[Data records]:
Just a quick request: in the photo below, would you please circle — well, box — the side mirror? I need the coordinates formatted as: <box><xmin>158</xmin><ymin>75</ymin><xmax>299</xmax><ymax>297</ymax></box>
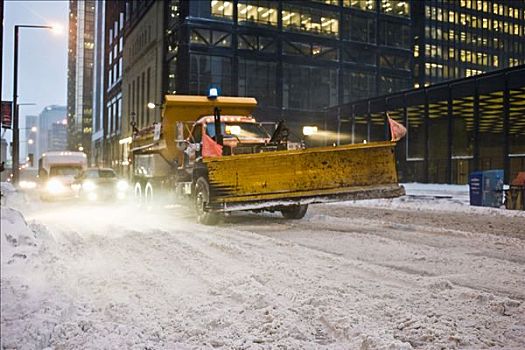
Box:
<box><xmin>177</xmin><ymin>141</ymin><xmax>188</xmax><ymax>152</ymax></box>
<box><xmin>38</xmin><ymin>168</ymin><xmax>47</xmax><ymax>180</ymax></box>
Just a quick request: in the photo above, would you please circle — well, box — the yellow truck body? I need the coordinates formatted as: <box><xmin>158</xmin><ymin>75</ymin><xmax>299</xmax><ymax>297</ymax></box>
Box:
<box><xmin>132</xmin><ymin>95</ymin><xmax>404</xmax><ymax>220</ymax></box>
<box><xmin>204</xmin><ymin>142</ymin><xmax>404</xmax><ymax>210</ymax></box>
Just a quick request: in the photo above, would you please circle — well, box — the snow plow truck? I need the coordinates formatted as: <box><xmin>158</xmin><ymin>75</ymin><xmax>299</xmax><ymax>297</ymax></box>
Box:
<box><xmin>131</xmin><ymin>95</ymin><xmax>404</xmax><ymax>225</ymax></box>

[Stated task]: Print all of the material above again word for word, omitting the pictures.

[Solution to the exercise]:
Just a quick request: in the photo below, would you please circle — well, box — the side mirror? I need the coordinates formatted as: <box><xmin>158</xmin><ymin>75</ymin><xmax>299</xmax><ymax>297</ymax></box>
Box:
<box><xmin>177</xmin><ymin>141</ymin><xmax>188</xmax><ymax>152</ymax></box>
<box><xmin>38</xmin><ymin>168</ymin><xmax>47</xmax><ymax>180</ymax></box>
Just a quick request: in the photo above, would you please circle — well, box — the yellow truck body? I need the coordinates formatted as: <box><xmin>158</xmin><ymin>75</ymin><xmax>299</xmax><ymax>297</ymax></box>
Box:
<box><xmin>132</xmin><ymin>95</ymin><xmax>404</xmax><ymax>220</ymax></box>
<box><xmin>204</xmin><ymin>142</ymin><xmax>404</xmax><ymax>210</ymax></box>
Just a quick request: in the photo above, would you please circle — well, box — the snow plow truck? I need the coordinates formatted as: <box><xmin>158</xmin><ymin>75</ymin><xmax>299</xmax><ymax>297</ymax></box>
Box:
<box><xmin>131</xmin><ymin>95</ymin><xmax>404</xmax><ymax>225</ymax></box>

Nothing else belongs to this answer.